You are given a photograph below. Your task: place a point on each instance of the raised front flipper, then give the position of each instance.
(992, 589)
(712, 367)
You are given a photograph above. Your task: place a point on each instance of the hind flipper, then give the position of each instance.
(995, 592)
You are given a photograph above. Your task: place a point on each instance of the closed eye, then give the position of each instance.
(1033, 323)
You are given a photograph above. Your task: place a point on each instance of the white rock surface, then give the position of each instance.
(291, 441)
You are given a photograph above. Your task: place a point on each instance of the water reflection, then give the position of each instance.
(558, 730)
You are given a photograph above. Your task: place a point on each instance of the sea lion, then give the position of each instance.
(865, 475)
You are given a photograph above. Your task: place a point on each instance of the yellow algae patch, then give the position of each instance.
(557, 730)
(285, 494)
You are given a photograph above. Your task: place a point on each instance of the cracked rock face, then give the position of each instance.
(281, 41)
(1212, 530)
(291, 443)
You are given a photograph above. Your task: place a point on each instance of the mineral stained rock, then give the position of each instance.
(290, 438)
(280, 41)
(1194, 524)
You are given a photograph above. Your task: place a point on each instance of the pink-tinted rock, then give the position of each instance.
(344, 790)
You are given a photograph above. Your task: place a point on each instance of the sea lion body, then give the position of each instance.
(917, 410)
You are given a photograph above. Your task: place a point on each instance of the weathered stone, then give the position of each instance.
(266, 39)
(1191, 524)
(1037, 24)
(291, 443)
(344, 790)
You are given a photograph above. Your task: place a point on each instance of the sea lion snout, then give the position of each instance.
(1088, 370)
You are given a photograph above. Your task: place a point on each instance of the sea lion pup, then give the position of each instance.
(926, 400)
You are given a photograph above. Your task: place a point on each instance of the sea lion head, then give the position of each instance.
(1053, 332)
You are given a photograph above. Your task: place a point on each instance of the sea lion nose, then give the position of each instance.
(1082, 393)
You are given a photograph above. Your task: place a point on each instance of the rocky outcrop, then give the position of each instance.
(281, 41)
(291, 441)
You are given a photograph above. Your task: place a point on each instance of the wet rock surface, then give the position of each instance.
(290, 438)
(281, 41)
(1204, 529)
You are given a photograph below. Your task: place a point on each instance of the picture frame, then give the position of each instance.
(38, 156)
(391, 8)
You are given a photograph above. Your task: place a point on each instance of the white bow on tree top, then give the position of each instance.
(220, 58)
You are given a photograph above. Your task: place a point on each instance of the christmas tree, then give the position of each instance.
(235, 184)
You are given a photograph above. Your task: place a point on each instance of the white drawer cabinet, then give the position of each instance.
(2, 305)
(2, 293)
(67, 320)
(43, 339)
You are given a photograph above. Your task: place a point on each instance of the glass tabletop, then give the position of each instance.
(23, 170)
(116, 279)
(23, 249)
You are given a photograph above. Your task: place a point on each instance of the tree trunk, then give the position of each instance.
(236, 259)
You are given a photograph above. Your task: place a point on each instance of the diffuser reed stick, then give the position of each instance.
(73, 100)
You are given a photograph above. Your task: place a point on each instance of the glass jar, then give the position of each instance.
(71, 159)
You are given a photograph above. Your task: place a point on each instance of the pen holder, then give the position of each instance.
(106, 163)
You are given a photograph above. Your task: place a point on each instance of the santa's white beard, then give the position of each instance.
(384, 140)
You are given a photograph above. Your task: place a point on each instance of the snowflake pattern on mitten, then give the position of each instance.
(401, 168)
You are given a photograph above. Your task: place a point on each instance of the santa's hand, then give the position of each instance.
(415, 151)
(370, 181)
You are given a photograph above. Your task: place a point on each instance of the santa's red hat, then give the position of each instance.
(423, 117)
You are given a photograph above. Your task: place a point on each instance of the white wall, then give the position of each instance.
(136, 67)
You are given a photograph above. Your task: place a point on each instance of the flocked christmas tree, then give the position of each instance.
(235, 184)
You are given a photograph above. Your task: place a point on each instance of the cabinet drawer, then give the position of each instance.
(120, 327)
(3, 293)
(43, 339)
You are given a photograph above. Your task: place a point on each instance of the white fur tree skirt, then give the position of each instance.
━━━
Restate the listing in full, word for word.

You are given a photograph below. Your task: place a point on each instance of the raised front flipper, then give the position of each instance.
(992, 589)
(712, 367)
You are given a photograph above. Your task: place a point on each instance of the hind flipper, then give the position of each instance.
(995, 592)
You are given a photograph above. Your task: place a point on each instance of the closed eye, then give the position of each instance.
(1033, 323)
You are given a photograph above. Your task: place a point on each instance of the white rock surface, then give the position of each instance.
(291, 441)
You are given a photograph above. Your task: place a point on each instance of the water reflection, then give the position of each instance.
(558, 730)
You are given a photograph above. Your task: place a point on each instance of the sea lion, then give the position of each instance.
(865, 475)
You are given a photograph above. Your task: place a point on each instance of the yellow algae patch, then give the position of each instance.
(557, 730)
(285, 494)
You are given a photograph above. Your task: place a point on each instance of the cracked rock face, then give the position of each instance.
(281, 41)
(1212, 530)
(291, 443)
You are given a photograph above. Your task: place a point on each instance of the mineral stained rock, then give the position of each instance.
(290, 438)
(280, 41)
(1194, 524)
You are given a photograph above. Your task: place a point on each instance of the pink-tinted rock, then give the position of each instance.
(344, 790)
You are given a photograph above. Your task: place a point on each instance of the sea lion body, then give the position of each instance.
(917, 410)
You are given a photograph above. Your task: place a point on each instance of the weathered stone, then give the position of each instance.
(266, 39)
(1191, 524)
(1037, 24)
(291, 443)
(344, 790)
You are given a photograph above. Your task: place a point on each instance of the sea lion snout, then give the position of each instance.
(1088, 370)
You are given a photograph above. Your task: place a point on each instance of the sea lion pup, then give the position of each instance.
(926, 400)
You are given a photograph above. Your task: place a point on each instance of the sea lion head, then give the position of each instance.
(1053, 332)
You are given a photograph above. Your task: place a point on each instance of the sea lion nose, then give the position of each instance.
(1082, 393)
You are given a photograph above. Your task: place a point on each instance of the rocky outcrop, then give the position of each instance.
(281, 41)
(291, 441)
You are given a photograph above. Your task: place a point on each instance of the wet rock surface, then give the position of each instance.
(290, 438)
(281, 41)
(1204, 529)
You are given a photograph below. Your task: place a point on each instance of the picture frame, then give the position of each instance.
(38, 156)
(391, 8)
You are given a photograph above. Your task: place a point on each instance of the white bow on tree top, then give the position of each instance.
(220, 58)
You are given a photograph above. Your task: place a point on each instance of the christmas tree, then give the position of each instance.
(235, 184)
You are given a photograph above. Your task: place a point on each instance of the white drawer cabinet, then give the position of each instance.
(2, 305)
(2, 293)
(67, 320)
(43, 339)
You are given a photograph above. Your task: place a point on each instance of the glass tabletop, then give the position of each instance.
(23, 170)
(116, 279)
(23, 249)
You are given a photograph above. Your task: place a point on each instance of the tree trunk, then give the position of each instance.
(236, 259)
You are given a photograph above. Your task: place a point on each instance of the diffuser reed stick, then give the position of each instance.
(73, 100)
You are given a photograph above. Your task: place a point on each instance of the glass jar, then give the position of each instance.
(71, 159)
You are given a photograph above. Your task: place a point on each instance of the pen holder, then give the position of each instance.
(106, 163)
You are given a photograph above. Your task: place a point on each instance of the santa's white beard, then give the position of each instance.
(384, 140)
You are given a photograph above. Your task: place a point on each instance of the snowflake pattern on mitten, then give the position of each instance.
(401, 168)
You are given a photograph above. Your task: place a point on each instance of the santa's hand, then give the position of each instance.
(415, 151)
(370, 181)
You are given a photograph above. Your task: place a point on each instance of the santa's red hat, then give the position of each instance.
(423, 117)
You are given a photograph above. Your task: place a point on each instance of the white wall, then give the position of each instance.
(136, 67)
You are given a photograph above. Your task: place a point on each instance of the flocked christmas tree, then give the position of each instance.
(235, 184)
You are given a photograph above. Your task: place a point on each instance of the cabinet drawer, then give the position of each instance.
(120, 327)
(3, 293)
(43, 339)
You are given a photograph above. Your task: place a point on each instance of the white fur tree skirt, then give the position of each instance.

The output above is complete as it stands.